__What you are asked to do__.
Set out every line of the records below as a numbered list, omitting blank lines and leaving out the pictures.

__Entries supplied__.
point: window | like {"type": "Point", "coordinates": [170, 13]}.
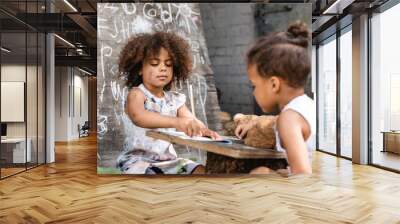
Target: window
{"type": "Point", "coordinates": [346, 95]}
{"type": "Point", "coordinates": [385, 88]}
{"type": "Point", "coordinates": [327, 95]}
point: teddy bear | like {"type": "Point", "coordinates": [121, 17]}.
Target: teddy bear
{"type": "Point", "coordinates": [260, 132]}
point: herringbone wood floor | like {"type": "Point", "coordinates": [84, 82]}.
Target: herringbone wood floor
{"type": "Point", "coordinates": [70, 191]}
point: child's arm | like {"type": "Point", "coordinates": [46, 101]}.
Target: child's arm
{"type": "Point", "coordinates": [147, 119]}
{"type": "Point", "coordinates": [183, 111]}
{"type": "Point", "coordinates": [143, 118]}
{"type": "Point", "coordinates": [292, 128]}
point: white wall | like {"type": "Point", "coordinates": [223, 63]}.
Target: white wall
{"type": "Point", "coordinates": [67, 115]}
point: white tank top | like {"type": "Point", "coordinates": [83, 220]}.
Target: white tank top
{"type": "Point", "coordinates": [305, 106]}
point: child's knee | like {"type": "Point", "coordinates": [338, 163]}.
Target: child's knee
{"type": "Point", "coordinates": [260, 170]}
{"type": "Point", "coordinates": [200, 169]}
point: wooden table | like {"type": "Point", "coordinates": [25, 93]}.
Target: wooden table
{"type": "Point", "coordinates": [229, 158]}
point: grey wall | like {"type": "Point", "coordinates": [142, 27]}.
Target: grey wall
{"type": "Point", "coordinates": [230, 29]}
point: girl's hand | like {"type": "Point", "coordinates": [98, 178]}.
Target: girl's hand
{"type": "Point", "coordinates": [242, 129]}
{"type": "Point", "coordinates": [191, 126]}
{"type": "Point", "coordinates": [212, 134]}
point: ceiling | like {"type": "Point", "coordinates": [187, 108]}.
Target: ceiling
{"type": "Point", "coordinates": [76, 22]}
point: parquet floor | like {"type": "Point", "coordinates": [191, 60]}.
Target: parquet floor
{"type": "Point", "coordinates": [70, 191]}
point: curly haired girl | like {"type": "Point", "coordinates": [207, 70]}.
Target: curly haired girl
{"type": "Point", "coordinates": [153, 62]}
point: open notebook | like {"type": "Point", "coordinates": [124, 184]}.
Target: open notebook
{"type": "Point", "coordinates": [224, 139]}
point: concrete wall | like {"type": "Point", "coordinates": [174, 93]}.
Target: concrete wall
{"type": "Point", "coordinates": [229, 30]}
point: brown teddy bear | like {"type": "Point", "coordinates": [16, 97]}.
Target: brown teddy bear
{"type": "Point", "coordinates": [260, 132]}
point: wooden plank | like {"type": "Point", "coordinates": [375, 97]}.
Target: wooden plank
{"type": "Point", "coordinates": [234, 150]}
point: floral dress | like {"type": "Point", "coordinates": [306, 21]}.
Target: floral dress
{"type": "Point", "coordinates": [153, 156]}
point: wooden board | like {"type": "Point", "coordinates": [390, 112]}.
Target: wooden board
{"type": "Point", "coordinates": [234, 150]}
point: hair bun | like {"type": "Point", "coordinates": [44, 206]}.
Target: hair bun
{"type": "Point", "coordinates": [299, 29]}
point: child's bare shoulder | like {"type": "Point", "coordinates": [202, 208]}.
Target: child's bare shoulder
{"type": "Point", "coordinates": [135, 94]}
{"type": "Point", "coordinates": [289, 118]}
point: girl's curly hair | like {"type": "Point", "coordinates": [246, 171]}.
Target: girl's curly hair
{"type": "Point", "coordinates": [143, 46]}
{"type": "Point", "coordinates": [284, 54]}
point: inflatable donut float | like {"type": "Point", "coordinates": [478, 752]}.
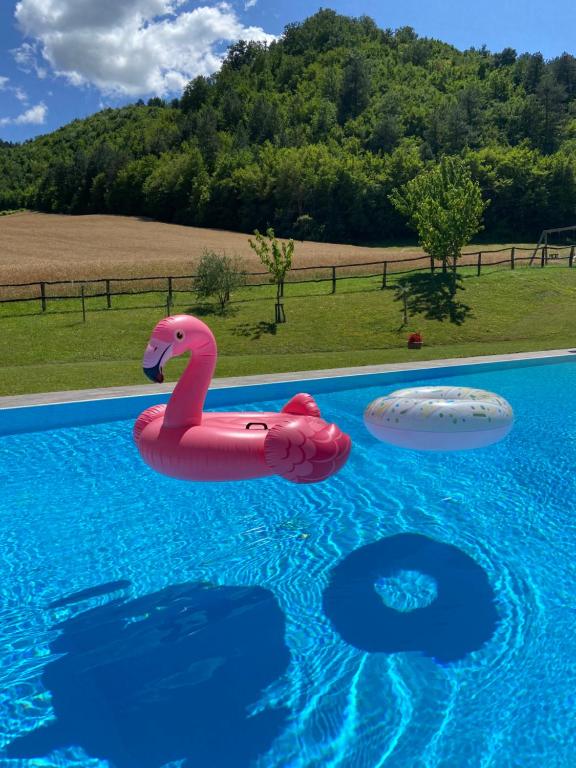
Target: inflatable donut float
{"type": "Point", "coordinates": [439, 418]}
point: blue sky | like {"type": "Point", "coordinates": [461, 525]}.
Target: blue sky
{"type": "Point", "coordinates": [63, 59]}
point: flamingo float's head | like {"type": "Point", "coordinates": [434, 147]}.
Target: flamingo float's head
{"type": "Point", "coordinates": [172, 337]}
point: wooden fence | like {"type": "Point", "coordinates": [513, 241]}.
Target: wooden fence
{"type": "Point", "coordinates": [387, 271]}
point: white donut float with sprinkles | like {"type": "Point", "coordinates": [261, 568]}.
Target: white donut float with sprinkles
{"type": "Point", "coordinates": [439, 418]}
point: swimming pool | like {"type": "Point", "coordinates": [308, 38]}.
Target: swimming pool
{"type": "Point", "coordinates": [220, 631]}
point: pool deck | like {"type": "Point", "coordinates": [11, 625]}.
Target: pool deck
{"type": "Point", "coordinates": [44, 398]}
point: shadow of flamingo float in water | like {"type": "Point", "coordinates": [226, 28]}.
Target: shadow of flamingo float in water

__Solution__.
1. point: window | like {"type": "Point", "coordinates": [170, 13]}.
2. Target: window
3. {"type": "Point", "coordinates": [346, 95]}
4. {"type": "Point", "coordinates": [385, 88]}
5. {"type": "Point", "coordinates": [327, 95]}
6. point: teddy bear | like {"type": "Point", "coordinates": [121, 17]}.
7. Target: teddy bear
8. {"type": "Point", "coordinates": [260, 132]}
9. point: herringbone wood floor | like {"type": "Point", "coordinates": [84, 82]}.
10. Target: herringbone wood floor
11. {"type": "Point", "coordinates": [70, 191]}
12. point: child's arm | like {"type": "Point", "coordinates": [46, 101]}.
13. Target: child's arm
14. {"type": "Point", "coordinates": [147, 119]}
15. {"type": "Point", "coordinates": [183, 111]}
16. {"type": "Point", "coordinates": [143, 118]}
17. {"type": "Point", "coordinates": [292, 128]}
18. point: white wall | like {"type": "Point", "coordinates": [223, 63]}.
19. Target: white wall
20. {"type": "Point", "coordinates": [67, 115]}
21. point: white tank top | like {"type": "Point", "coordinates": [83, 220]}.
22. Target: white tank top
23. {"type": "Point", "coordinates": [305, 106]}
24. point: child's knee | like {"type": "Point", "coordinates": [338, 163]}.
25. Target: child's knee
26. {"type": "Point", "coordinates": [260, 170]}
27. {"type": "Point", "coordinates": [200, 169]}
28. point: wooden table | like {"type": "Point", "coordinates": [25, 93]}.
29. Target: wooden table
30. {"type": "Point", "coordinates": [229, 158]}
31. point: grey wall | like {"type": "Point", "coordinates": [142, 27]}.
32. Target: grey wall
33. {"type": "Point", "coordinates": [230, 29]}
34. point: girl's hand | like {"type": "Point", "coordinates": [98, 178]}.
35. Target: girl's hand
36. {"type": "Point", "coordinates": [242, 129]}
37. {"type": "Point", "coordinates": [191, 126]}
38. {"type": "Point", "coordinates": [212, 134]}
39. point: ceiling | like {"type": "Point", "coordinates": [187, 108]}.
40. Target: ceiling
41. {"type": "Point", "coordinates": [76, 22]}
42. point: parquet floor | like {"type": "Point", "coordinates": [191, 60]}.
43. Target: parquet floor
44. {"type": "Point", "coordinates": [70, 191]}
45. point: curly haired girl | like {"type": "Point", "coordinates": [207, 70]}.
46. Target: curly haired girl
47. {"type": "Point", "coordinates": [153, 62]}
48. point: open notebook | like {"type": "Point", "coordinates": [124, 184]}.
49. Target: open notebook
50. {"type": "Point", "coordinates": [224, 139]}
51. point: concrete wall | like {"type": "Point", "coordinates": [174, 93]}.
52. Target: concrete wall
53. {"type": "Point", "coordinates": [229, 30]}
54. point: brown teddy bear | like {"type": "Point", "coordinates": [16, 97]}.
55. Target: brown teddy bear
56. {"type": "Point", "coordinates": [260, 132]}
57. point: wooden plank | like {"type": "Point", "coordinates": [375, 97]}.
58. Target: wooden plank
59. {"type": "Point", "coordinates": [234, 150]}
60. point: floral dress | like {"type": "Point", "coordinates": [306, 21]}.
61. Target: floral dress
62. {"type": "Point", "coordinates": [153, 156]}
63. point: wooden board | like {"type": "Point", "coordinates": [390, 112]}.
64. Target: wooden board
65. {"type": "Point", "coordinates": [234, 150]}
66. point: hair bun | like {"type": "Point", "coordinates": [44, 206]}.
67. Target: hair bun
68. {"type": "Point", "coordinates": [299, 29]}
69. point: child's bare shoulder | like {"type": "Point", "coordinates": [202, 208]}.
70. Target: child's bare shoulder
71. {"type": "Point", "coordinates": [135, 94]}
72. {"type": "Point", "coordinates": [289, 118]}
73. point: girl's curly hair | like {"type": "Point", "coordinates": [246, 171]}.
74. Target: girl's curly hair
75. {"type": "Point", "coordinates": [143, 46]}
76. {"type": "Point", "coordinates": [284, 54]}
77. point: inflatable donut float | like {"type": "Point", "coordinates": [478, 752]}.
78. Target: inflatable donut float
79. {"type": "Point", "coordinates": [439, 418]}
80. point: blue sky | like {"type": "Point", "coordinates": [461, 525]}.
81. Target: blue sky
82. {"type": "Point", "coordinates": [63, 59]}
83. point: flamingo float's head | like {"type": "Point", "coordinates": [434, 147]}.
84. Target: flamingo float's head
85. {"type": "Point", "coordinates": [172, 337]}
86. point: wooden fence | like {"type": "Point", "coordinates": [513, 241]}.
87. Target: wooden fence
88. {"type": "Point", "coordinates": [387, 271]}
89. point: white donut float with sprinkles | like {"type": "Point", "coordinates": [261, 568]}.
90. Target: white donut float with sprinkles
91. {"type": "Point", "coordinates": [439, 418]}
92. point: swimming pool | like {"type": "Point", "coordinates": [308, 38]}.
93. Target: swimming pool
94. {"type": "Point", "coordinates": [220, 631]}
95. point: pool deck | like {"type": "Point", "coordinates": [11, 625]}.
96. Target: pool deck
97. {"type": "Point", "coordinates": [44, 398]}
98. point: shadow of flamingo float in water | like {"type": "Point", "coordinates": [226, 28]}.
99. Target: shadow of flamingo float in water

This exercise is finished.